Maxwell Perkins se toma el tiempo necesario para, mentalmente, desmontar los componentes narrativos que integran el texto y estudiar a los personajes que son partícipes de la historia. Hace todo lo posible por comprenderlos de verdad: sus vicios, antecedentes y motivaciones
Fitzgerald reescribe capítulos enteros, atendiendo los consejos de Perkins. Cambia lo superficial y ambiguo hasta conseguir que cada palabra pese de verdad en la historia. Perkins cree firmemente que hay una conexión entre Fitzgerald y su literatura, y no pretende renunciar hasta que el escritor le entregue un diamante. Y, una tarde, ante la mirada expectante de Perkins, uno de los personajes más emblemáticos de la literatura se solidifica en la mente de Fitzgerald. Pierde esa máscara de torpeza que lo llena de un aire dolorosamente predecible. Finalmente, una opresiva e incansable labor de ambos consigue cerrar la zanja del vacío narrativo.
Y, de ese modo, en abril de 1925, Trimalción se convierte en El Gran Gatsby. De inmediato, Jay Gatsby, mártir, héroe, demonio y contrabandista, se roba el corazón de los lectores.
Fitzgerald reescribe capítulos enteros, atendiendo los consejos de Perkins. Cambia lo superficial y ambiguo hasta conseguir que cada palabra pese de verdad en la historia.
Perkins trabaja de la mano con autores como Hemingway, Edith Wharton o Thomas Wolfe. Este último, poseedor de una memoria casi prodigiosa que le permite retratar, por medio de las palabras, escenarios con sumo detalle, no elude la influencia de Perkins, quien se inclina por los párrafos cortos y libres de florituras, mientras que, en la dirección opuesta, Wolfe prefiere enfocar las minucias de la cotidianidad con una lente de aumento. Y, para asombro de los escépticos, entre este tira y afloja surge una obra portentosa: Del tiempo y el río. Obra cumbre de Wolfe, misma que lo equipara con otros maestros de la época, como William Faulkner, Sherwood Anderson o Erskine Caldwell. Libro que, quizás, en el futuro, será el faro que iluminará la senda de escritores como Thomas Pynchon o David Foster Wallace.
Si nos movemos a otro peldaño de la lista, encontraremos a William Maxwell, oriundo de Illinois. Aunque es un editor menos popular que Perkins, Maxwell se codeó con John Cheever, el hoy en día poco conocido autor de Falconer, o de Eudora Welty y su incomparable La hija del optimista. Se sabe que las páginas de Franny y Zooey y que algunos de los desvaríos escolares de Holden Cauldfield recibieron una buena dosis de pulida argumental que permitió a Salinger obtener mayor notoriedad entre los críticos. Todo esto nos hace pensar que, incluso, el propio Harry «Conejo» Angstrom de Updike nunca hubiese podido escapar de su familia y terminar en las páginas impresas sin la ayuda de este editor. Curiosamente, el siempre ensimismado Vladimir Nabokov, la mente creadora de tres cursos de literatura que hasta hoy en día sientan cátedra entre los entendidos, requirió que Maxwell le echara una ojeada a El hechicero, Pálido fuego y a la inolvidable Mashenka.

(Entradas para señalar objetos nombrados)
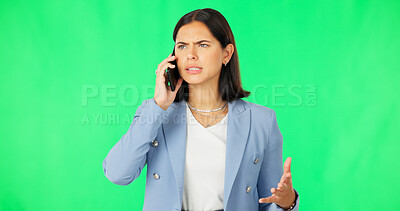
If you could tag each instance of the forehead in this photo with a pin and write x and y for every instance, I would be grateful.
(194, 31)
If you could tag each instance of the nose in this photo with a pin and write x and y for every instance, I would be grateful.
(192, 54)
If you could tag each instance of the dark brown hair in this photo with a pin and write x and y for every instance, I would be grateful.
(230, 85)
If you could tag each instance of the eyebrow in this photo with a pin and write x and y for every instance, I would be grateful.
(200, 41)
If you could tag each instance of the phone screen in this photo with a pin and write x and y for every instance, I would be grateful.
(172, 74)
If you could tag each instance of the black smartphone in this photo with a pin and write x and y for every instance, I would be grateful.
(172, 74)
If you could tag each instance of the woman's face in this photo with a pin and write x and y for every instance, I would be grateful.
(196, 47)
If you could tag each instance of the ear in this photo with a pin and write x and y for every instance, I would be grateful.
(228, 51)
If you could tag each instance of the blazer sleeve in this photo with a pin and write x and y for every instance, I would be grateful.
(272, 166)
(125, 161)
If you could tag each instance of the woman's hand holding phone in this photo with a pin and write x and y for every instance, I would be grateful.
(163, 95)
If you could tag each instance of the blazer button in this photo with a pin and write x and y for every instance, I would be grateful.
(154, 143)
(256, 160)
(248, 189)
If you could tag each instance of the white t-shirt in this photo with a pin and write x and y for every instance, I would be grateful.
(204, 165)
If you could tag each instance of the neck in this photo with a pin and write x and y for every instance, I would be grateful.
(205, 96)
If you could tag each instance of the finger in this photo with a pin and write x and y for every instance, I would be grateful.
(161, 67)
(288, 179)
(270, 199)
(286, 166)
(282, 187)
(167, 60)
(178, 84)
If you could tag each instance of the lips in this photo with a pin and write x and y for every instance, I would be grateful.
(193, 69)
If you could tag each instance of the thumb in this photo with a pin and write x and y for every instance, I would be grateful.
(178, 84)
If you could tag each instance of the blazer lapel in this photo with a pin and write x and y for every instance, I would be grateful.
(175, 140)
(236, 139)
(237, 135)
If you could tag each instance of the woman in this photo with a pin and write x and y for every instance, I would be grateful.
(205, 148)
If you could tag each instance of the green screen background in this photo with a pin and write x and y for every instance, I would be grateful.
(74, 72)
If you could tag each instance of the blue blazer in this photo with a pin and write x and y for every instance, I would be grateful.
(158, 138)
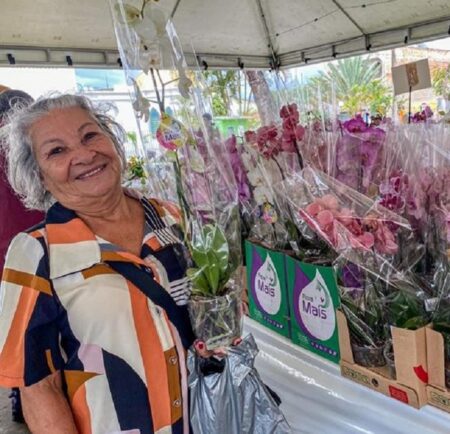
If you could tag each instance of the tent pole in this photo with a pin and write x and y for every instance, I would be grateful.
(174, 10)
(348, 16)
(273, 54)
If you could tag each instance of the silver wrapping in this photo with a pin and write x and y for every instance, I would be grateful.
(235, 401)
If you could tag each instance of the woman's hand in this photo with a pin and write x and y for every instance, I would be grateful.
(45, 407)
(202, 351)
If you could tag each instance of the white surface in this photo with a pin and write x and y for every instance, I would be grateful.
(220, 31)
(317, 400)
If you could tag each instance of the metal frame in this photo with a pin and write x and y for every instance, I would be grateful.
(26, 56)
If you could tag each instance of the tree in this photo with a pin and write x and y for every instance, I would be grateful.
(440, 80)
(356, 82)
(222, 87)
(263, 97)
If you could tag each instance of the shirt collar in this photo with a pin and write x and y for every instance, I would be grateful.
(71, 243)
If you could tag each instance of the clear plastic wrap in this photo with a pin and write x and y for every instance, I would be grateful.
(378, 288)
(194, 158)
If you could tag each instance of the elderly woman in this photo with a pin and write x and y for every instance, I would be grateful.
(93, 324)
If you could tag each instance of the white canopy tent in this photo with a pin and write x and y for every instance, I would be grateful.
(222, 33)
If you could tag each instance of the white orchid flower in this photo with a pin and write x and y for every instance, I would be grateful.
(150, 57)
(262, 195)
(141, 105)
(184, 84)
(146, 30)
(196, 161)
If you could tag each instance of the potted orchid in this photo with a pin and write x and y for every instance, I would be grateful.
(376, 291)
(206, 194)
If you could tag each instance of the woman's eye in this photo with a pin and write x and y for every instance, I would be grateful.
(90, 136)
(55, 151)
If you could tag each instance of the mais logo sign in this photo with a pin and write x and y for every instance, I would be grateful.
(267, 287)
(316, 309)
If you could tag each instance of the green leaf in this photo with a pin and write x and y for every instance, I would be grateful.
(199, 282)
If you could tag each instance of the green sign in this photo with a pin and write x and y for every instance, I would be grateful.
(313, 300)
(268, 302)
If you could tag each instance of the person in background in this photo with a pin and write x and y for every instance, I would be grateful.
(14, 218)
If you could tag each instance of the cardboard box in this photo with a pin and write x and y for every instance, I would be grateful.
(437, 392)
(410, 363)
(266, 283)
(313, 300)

* * *

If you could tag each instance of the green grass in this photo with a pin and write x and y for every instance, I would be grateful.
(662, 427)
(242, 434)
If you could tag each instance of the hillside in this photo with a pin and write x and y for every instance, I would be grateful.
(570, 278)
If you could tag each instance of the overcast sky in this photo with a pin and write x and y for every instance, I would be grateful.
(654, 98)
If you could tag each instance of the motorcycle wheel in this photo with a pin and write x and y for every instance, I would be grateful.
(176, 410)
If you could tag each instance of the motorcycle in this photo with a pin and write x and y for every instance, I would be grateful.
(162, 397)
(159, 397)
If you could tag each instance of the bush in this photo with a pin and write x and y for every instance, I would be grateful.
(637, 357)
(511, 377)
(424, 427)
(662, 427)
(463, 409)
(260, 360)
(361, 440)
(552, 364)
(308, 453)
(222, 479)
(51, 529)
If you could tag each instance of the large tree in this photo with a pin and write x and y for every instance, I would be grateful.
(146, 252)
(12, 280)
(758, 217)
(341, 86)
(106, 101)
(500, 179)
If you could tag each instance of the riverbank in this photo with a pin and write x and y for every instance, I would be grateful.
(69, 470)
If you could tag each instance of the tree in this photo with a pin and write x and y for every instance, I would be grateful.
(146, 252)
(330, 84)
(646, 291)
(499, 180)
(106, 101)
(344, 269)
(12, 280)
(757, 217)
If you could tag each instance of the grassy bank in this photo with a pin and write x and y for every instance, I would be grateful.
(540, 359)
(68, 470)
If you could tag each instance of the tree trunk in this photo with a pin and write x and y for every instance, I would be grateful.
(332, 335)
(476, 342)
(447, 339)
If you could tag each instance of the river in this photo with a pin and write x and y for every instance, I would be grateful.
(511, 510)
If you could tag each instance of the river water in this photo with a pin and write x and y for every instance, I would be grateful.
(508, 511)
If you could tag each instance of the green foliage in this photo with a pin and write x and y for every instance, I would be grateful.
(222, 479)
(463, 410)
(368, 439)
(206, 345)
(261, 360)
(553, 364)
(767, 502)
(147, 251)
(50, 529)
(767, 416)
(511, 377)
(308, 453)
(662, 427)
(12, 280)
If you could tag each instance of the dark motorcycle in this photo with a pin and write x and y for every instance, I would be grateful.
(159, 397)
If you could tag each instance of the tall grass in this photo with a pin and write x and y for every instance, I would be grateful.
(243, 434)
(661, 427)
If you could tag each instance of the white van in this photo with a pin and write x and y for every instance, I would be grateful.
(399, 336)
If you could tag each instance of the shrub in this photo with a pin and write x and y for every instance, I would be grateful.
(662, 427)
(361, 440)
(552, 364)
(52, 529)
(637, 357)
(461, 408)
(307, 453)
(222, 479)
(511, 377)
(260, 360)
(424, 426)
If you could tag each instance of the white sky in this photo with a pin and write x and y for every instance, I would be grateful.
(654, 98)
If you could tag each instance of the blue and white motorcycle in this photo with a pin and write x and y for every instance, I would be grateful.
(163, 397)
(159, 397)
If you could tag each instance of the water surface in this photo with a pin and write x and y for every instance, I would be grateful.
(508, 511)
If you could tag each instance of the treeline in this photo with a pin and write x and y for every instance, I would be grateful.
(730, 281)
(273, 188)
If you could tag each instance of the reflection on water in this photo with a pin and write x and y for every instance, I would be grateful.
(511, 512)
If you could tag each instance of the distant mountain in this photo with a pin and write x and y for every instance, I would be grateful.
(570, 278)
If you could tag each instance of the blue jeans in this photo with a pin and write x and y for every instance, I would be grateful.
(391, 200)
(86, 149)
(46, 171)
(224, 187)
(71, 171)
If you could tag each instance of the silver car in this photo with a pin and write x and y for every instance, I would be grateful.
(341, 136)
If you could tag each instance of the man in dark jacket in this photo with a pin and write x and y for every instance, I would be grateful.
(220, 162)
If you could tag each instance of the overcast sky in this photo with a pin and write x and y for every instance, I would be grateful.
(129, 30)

==

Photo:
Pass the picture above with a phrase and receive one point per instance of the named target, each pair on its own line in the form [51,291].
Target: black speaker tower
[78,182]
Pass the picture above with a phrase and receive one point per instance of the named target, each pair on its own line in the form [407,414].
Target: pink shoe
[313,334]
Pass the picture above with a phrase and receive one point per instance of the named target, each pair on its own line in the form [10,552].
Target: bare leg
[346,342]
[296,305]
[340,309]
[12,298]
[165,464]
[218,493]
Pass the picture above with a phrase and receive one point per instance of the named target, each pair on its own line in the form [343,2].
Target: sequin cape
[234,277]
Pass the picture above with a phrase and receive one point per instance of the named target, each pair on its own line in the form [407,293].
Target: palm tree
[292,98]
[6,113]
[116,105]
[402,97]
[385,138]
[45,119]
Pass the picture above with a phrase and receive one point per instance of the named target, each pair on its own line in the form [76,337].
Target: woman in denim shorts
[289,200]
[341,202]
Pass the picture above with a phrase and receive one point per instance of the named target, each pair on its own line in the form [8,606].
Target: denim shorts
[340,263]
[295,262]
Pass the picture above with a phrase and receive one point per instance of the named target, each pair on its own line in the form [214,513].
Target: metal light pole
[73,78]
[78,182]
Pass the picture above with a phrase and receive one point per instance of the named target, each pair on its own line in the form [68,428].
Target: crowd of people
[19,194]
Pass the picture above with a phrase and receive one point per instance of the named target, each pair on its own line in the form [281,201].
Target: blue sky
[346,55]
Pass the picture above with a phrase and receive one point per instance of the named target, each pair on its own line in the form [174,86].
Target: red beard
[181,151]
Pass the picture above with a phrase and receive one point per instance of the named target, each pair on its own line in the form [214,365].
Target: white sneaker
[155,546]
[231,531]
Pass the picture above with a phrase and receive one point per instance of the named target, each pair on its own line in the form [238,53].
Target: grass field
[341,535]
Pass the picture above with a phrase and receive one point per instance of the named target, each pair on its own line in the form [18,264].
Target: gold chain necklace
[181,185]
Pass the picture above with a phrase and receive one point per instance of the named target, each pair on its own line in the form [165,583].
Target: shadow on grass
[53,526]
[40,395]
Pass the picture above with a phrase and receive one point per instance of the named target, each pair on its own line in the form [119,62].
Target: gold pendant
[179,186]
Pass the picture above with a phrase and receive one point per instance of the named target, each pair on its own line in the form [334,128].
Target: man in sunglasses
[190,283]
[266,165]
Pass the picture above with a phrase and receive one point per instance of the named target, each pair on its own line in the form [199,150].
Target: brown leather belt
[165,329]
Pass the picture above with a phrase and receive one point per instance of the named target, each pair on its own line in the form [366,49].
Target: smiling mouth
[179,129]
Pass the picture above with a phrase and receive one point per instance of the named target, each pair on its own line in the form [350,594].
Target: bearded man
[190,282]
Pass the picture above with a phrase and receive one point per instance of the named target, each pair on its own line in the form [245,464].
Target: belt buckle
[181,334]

§ Las tareas
[A] Resume en dos oraciones el texto sobre el trabajo de los editores Perkins y Maxwell.
[B] Reporta cada línea de las entradas en la que aparezca la cadena "tent".

§ Resultados en orden
[A] Perkins estudia a fondo los componentes del texto y sus personajes, y Fitzgerald reescribe capítulos enteros siguiendo sus consejos hasta que, en abril de 1925, Trimalción se convierte en El Gran Gatsby; además, Perkins trabaja con autores como Hemingway, Edith Wharton o Thomas Wolfe, con quien, pese a sus preferencias opuestas, surge Del tiempo y el río. William Maxwell, editor menos popular que Perkins, se codeó con John Cheever y Eudora Welty, y Vladimir Nabokov le pidió que revisara El hechicero, Pálido fuego y Mashenka.

[B]
If you could tag each instance of the tent pole in this photo with a pin and write x and y for every instance, I would be grateful.
If you could tag each instance of the white canopy tent in this photo with a pin and write x and y for every instance, I would be grateful.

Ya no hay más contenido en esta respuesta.